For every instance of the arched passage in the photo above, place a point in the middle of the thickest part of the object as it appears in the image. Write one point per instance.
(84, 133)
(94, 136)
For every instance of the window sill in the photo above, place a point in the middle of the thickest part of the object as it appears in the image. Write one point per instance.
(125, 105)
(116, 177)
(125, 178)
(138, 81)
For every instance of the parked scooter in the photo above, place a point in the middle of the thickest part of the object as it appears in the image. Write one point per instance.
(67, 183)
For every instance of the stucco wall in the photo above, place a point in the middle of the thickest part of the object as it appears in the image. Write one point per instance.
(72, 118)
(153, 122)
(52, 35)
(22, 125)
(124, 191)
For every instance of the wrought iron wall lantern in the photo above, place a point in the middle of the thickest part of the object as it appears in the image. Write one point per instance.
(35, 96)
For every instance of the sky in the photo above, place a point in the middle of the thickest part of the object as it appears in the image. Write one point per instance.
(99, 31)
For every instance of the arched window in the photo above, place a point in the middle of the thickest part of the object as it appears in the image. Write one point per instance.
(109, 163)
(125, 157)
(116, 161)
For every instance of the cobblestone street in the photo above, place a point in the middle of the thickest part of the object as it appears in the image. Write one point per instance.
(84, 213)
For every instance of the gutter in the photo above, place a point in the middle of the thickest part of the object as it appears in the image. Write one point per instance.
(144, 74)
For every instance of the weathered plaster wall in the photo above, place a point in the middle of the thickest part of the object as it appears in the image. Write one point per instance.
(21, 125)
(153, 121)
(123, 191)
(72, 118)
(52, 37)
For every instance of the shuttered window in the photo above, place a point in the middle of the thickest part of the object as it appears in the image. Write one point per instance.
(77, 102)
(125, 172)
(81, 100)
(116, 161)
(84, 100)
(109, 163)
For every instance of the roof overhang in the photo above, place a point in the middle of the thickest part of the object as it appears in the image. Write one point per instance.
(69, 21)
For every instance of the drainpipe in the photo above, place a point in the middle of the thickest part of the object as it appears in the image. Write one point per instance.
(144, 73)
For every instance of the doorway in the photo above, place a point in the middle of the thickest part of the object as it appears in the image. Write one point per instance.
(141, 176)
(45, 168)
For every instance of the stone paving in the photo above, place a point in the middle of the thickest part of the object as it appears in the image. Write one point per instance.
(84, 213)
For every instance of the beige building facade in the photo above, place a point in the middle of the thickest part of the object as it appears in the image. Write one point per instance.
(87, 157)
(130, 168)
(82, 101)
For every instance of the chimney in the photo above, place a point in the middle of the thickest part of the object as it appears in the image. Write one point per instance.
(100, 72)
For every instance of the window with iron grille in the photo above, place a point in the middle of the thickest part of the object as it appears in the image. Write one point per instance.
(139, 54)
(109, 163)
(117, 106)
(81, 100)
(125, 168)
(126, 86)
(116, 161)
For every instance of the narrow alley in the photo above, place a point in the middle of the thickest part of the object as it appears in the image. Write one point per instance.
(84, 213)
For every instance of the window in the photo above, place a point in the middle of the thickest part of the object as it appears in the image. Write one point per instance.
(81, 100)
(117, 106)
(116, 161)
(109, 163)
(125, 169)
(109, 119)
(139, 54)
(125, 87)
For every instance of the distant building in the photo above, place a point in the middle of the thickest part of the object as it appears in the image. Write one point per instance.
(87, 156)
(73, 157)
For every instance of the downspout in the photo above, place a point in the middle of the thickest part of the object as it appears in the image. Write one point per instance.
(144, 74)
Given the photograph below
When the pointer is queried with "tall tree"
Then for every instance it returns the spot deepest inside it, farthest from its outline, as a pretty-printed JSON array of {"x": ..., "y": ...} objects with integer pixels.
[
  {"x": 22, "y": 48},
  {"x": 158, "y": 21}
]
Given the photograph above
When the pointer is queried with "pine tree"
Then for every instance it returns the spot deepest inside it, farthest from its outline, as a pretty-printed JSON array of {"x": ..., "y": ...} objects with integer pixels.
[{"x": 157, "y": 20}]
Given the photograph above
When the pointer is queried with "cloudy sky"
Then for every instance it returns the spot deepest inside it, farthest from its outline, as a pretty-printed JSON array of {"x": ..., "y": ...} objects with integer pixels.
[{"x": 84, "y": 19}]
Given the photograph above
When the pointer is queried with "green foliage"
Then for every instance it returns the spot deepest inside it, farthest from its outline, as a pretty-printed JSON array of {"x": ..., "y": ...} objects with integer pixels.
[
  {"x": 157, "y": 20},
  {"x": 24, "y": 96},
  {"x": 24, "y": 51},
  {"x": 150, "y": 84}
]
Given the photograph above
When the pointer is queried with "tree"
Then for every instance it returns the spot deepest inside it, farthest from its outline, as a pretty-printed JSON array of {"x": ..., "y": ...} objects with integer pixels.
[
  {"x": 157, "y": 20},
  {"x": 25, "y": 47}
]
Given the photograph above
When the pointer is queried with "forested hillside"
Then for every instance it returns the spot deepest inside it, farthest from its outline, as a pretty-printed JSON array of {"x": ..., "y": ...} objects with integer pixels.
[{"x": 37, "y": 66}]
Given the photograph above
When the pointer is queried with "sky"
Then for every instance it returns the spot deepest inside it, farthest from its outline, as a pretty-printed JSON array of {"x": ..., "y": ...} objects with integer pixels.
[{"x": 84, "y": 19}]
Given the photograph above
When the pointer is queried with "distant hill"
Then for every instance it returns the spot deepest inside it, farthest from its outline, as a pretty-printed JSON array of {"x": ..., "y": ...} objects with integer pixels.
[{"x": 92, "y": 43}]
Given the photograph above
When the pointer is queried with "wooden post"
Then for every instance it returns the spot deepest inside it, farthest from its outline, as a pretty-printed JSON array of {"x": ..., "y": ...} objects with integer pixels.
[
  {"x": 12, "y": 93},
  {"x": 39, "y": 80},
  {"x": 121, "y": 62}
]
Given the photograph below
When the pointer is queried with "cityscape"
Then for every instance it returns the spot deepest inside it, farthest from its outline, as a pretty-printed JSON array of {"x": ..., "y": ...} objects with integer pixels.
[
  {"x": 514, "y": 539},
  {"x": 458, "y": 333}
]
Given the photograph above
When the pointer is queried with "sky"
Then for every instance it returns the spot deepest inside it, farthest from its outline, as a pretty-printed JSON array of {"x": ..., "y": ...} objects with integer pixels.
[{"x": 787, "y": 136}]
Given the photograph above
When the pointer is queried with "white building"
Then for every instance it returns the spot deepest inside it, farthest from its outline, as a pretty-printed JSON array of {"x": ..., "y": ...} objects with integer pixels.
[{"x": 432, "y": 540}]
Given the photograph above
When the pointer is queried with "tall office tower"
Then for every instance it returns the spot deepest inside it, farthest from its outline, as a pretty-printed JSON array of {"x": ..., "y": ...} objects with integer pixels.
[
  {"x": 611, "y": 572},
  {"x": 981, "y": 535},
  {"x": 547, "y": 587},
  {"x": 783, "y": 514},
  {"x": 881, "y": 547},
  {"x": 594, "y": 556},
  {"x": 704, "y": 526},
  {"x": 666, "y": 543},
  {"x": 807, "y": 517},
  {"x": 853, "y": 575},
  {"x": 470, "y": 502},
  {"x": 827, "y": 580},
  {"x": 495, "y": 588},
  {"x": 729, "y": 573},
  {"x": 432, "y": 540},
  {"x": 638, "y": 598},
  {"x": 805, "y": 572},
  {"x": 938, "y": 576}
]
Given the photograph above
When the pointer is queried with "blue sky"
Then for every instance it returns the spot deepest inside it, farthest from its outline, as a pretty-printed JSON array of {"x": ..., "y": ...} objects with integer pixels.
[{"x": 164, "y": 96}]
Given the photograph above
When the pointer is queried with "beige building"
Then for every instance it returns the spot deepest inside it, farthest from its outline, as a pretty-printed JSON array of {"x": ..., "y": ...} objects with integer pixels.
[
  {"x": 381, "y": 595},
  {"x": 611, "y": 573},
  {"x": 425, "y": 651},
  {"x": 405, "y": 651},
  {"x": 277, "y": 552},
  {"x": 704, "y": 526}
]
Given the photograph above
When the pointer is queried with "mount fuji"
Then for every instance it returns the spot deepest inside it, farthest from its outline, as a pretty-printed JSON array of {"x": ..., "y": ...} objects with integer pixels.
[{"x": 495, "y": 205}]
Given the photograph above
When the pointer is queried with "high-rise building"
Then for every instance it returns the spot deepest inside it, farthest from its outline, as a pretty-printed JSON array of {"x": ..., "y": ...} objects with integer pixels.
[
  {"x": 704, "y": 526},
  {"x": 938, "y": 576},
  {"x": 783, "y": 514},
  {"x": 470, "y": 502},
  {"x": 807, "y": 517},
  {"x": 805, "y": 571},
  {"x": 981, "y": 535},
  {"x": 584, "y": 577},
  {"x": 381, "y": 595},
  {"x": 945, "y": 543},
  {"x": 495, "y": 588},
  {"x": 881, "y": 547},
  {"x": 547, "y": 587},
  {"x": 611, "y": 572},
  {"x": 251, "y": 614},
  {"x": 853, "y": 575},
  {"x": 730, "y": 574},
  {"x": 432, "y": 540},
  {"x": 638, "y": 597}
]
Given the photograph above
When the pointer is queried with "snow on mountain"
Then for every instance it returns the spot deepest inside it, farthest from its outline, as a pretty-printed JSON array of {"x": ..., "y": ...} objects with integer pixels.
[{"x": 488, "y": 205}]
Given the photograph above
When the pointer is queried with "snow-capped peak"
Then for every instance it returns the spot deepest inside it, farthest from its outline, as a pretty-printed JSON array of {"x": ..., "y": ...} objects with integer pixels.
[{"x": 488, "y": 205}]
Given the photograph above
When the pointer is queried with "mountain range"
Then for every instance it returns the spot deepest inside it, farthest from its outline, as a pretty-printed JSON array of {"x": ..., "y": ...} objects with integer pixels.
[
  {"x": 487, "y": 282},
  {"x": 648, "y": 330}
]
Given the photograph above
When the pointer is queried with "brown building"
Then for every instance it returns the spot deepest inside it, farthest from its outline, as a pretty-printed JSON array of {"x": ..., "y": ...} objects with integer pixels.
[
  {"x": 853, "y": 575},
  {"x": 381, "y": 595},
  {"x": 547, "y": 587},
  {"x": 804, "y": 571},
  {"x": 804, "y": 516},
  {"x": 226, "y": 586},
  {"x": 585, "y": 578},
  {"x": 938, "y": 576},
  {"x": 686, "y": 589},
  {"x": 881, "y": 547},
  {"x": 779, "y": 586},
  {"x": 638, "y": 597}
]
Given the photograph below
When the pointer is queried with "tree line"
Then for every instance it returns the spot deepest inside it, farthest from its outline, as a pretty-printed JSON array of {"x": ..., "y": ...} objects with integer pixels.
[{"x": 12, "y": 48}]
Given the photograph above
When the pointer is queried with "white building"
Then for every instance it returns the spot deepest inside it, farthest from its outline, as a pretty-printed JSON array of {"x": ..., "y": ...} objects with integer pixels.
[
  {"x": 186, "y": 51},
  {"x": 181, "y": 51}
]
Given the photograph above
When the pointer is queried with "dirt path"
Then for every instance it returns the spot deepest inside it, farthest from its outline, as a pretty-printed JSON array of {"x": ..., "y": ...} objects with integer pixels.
* * *
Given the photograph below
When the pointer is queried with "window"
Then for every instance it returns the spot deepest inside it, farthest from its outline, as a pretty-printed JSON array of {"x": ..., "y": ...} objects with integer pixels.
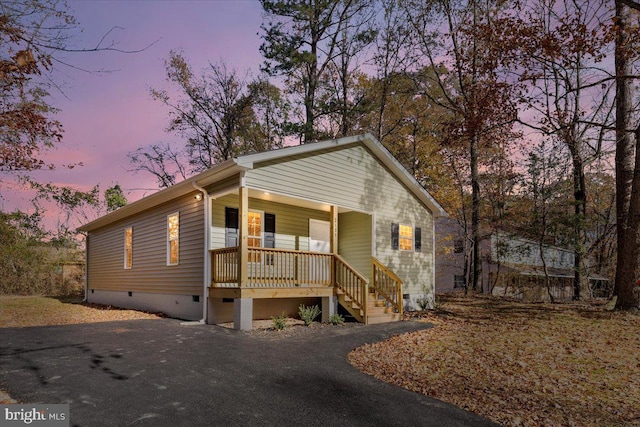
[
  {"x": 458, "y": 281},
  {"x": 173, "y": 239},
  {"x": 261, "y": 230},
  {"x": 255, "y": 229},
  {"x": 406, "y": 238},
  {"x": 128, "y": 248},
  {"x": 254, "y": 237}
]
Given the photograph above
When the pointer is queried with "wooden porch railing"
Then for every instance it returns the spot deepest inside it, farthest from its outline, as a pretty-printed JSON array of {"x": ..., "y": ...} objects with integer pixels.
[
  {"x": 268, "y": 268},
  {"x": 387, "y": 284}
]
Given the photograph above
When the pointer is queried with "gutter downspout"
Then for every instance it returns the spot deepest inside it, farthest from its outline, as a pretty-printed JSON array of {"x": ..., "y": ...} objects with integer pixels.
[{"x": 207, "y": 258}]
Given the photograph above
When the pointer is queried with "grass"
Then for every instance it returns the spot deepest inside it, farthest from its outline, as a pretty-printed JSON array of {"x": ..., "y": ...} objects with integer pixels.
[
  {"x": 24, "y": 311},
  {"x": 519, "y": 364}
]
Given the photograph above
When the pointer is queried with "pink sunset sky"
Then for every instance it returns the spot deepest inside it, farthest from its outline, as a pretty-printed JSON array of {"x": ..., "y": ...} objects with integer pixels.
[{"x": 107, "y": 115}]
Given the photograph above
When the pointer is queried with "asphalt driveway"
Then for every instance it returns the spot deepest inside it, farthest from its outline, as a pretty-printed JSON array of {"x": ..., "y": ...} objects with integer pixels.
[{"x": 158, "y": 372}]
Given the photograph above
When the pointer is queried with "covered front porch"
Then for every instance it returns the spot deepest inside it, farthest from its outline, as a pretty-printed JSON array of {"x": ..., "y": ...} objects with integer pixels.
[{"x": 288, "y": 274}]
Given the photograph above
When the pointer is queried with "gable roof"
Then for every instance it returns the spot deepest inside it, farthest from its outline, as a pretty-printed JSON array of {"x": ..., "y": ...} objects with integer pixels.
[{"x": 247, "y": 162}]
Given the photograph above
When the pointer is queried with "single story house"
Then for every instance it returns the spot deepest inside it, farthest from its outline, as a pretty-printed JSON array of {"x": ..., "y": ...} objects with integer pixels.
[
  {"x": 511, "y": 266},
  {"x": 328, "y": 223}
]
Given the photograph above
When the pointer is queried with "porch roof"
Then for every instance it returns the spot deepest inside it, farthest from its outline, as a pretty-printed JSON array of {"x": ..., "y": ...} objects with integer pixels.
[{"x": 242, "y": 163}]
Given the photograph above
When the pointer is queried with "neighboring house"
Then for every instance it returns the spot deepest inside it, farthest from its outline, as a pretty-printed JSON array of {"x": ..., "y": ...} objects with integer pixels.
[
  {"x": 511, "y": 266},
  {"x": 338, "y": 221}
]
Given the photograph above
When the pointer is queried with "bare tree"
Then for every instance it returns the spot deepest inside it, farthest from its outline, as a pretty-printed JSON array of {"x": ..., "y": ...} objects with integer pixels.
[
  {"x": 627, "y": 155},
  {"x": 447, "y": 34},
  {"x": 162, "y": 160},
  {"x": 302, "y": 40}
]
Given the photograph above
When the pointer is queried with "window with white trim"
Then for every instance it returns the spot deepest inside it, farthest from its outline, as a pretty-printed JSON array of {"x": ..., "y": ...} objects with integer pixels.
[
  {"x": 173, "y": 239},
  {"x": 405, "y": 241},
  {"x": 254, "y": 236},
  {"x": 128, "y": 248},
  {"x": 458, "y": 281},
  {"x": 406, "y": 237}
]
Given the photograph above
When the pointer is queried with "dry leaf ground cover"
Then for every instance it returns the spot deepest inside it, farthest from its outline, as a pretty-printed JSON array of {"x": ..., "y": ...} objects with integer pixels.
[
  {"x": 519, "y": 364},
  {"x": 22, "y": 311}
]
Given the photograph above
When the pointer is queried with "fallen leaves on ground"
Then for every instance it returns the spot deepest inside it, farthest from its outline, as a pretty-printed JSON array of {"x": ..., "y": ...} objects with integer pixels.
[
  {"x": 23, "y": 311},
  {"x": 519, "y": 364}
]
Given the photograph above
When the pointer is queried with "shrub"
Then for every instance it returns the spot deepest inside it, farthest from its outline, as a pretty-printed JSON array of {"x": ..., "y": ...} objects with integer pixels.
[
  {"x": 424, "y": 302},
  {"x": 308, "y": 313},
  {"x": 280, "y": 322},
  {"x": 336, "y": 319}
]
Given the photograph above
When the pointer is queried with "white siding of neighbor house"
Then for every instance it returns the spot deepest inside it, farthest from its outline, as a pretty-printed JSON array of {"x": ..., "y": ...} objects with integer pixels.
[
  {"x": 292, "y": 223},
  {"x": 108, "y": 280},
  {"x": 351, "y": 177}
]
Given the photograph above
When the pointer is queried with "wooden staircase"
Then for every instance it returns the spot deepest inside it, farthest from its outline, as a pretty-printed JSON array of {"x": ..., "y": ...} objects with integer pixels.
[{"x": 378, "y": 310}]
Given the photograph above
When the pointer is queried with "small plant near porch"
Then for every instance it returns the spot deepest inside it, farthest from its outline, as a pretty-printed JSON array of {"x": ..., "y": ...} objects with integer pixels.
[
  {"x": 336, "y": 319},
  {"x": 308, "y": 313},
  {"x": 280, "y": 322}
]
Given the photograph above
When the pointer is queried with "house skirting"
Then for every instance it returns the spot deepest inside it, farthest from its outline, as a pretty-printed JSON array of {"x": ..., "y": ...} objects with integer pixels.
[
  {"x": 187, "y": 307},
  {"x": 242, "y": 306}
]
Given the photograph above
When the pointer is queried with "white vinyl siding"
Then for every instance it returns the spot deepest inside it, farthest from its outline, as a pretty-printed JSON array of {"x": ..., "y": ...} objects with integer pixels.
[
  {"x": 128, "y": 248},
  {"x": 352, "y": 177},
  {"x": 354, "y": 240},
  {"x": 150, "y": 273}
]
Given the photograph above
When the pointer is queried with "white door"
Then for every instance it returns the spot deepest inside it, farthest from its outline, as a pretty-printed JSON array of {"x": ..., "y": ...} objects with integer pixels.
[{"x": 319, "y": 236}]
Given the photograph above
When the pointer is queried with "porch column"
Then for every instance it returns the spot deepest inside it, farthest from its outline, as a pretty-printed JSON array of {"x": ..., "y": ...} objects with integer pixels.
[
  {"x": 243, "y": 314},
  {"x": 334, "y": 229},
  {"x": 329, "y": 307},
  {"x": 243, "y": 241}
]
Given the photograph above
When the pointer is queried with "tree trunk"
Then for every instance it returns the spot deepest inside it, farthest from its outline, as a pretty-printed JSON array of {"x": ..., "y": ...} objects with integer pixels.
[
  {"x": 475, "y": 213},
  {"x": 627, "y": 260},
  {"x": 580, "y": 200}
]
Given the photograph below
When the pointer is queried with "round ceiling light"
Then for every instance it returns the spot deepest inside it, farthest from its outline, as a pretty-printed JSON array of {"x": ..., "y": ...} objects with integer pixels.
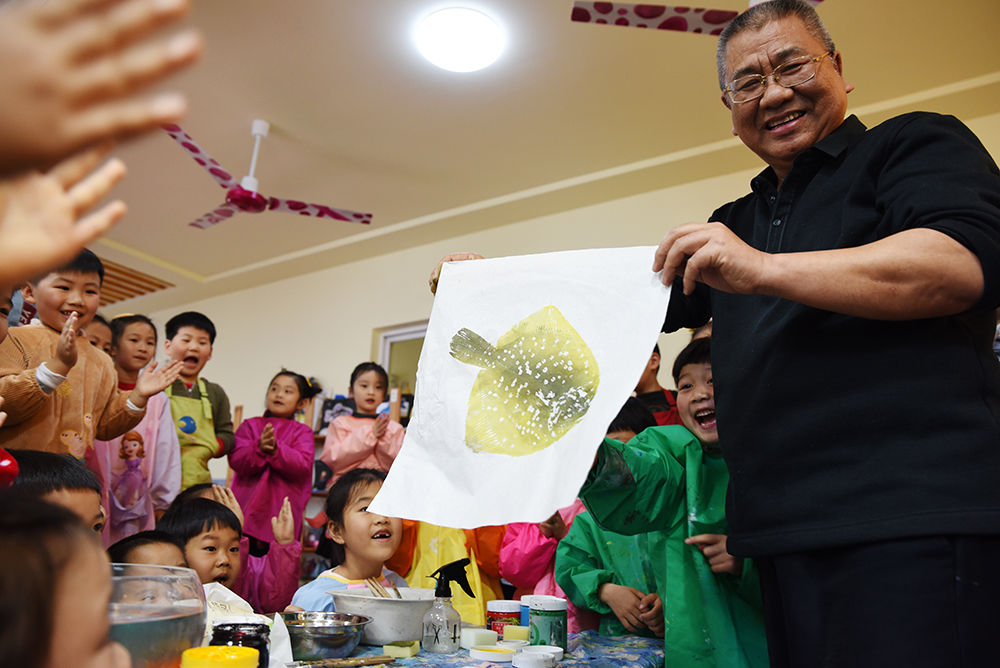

- **Aim of the exercise**
From the records above, extract every line that contains the string "downspout", matching case exactly, and reproduce each such line in full.

- **Response to this task**
For every instance of the downspout in the photo above, place a point in the middle of the thickest part of the object as it appears in the image. Write one point per instance.
When the pointer is queried with "gutter downspout"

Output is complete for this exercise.